REQUIRED ACTIONS =>
**1.** Translate this sentence from the passage on cumulative voting into Spanish: "The enclosed proxy card does not provide for cumulative voting."
**2.** Reproduce the stretch of the passage on cumulative voting from "The enclosed proxy" through "the proxy holder.".
**3.** According to the passage on cumulative voting, how far ahead of the Annual Meeting must a shareholder give written notice to request cumulative voting?

-- TEXT SHOWN start --

However, if Proposal 1 is not approved at the Annual Meeting and if notice in
writing is given by any shareholder to the President, Vice President, or the
Secretary of the Company not less than forty-eight (48) hours before the time
fixed for the holding of the Annual Meeting that such shareholder desires that
the voting with respect to the election of directors shall be cumulative, and if
an announcement of the giving of such notice is made upon the convening of the
Annual Meeting by the Chairman or Secretary of the Company of the Annual
Meeting, or failing such an announcement by the Chairman or Secretary, by or on
behalf of the shareholder giving such notice, each shareholder shall have the
right to cumulate such voting power as he or she possesses at such election.
Under cumulative voting, a shareholder may cast his or her votes for any one
nominee or distribute such votes among any two or more nominees as the
shareholder may elect, or in the case of proxies as the proxy may elect. In the
event of cumulative voting, the proxy holders designated by the Board of
Directors will distribute the votes for shares subject to proxies they hold so
as to elect the maximum number of nominees for director on the slate intended to
be nominated. If a shareholder withholds authority in his or her proxy card to
vote for one or more nominees, in the event of cumulative voting, none of the
votes of that shareholder may be cumulated and voted for such nominee or
nominees by the proxy holders designated by the Board of Directors.


                                      -2-
<PAGE>   6




     The enclosed proxy card does not provide for cumulative voting. Therefore,
if any shareholder wishes to require cumulative voting for the election of
directors, that shareholder or proxy appointed by the shareholder must follow
the procedures described above, which require attendance at the meeting by the
shareholder or the proxy holder.

-- TEXT SHOWN end --
-- DATASET EXCERPTS start --

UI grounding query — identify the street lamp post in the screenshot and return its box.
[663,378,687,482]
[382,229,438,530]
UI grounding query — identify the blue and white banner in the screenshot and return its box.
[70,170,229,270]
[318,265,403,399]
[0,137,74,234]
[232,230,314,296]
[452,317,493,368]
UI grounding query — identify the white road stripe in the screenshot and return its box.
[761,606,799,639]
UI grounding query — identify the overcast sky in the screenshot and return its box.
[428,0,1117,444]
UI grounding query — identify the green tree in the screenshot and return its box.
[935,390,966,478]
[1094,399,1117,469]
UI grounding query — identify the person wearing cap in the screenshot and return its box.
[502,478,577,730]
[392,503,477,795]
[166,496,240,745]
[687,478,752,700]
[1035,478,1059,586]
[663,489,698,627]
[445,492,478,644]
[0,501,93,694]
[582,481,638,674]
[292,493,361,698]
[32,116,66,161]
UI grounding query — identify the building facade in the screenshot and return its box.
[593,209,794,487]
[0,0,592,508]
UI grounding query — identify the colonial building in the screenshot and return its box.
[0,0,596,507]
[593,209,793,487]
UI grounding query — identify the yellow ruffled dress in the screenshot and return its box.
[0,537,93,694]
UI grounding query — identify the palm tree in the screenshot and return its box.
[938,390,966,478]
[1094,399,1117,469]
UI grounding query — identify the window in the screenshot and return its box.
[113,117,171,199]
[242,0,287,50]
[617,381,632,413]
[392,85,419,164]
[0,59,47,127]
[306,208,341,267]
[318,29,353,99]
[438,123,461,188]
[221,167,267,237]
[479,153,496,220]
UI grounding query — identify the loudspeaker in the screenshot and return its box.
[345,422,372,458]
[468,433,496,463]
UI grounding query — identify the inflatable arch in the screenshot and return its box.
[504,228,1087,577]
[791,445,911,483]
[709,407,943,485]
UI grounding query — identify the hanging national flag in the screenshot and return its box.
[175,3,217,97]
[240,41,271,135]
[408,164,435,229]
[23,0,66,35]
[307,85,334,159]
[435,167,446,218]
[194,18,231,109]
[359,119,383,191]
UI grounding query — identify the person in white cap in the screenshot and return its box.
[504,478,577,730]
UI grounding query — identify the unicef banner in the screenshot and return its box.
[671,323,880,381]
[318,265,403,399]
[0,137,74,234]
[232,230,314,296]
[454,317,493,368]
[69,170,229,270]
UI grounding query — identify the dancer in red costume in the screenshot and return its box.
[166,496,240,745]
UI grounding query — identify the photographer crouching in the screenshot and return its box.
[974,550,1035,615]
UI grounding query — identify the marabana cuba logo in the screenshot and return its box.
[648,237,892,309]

-- DATASET EXCERPTS end --

TASK-BY-TASK SOLUTIONS =>
**1.** La tarjeta de poder adjunta no contempla el voto acumulativo.

**2.**
The enclosed proxy card does not provide for cumulative voting. Therefore,
if any shareholder wishes to require cumulative voting for the election of
directors, that shareholder or proxy appointed by the shareholder must follow
the procedures described above, which require attendance at the meeting by the
shareholder or the proxy holder.

**3.** Not less than forty-eight (48) hours before the time fixed for holding the Annual Meeting.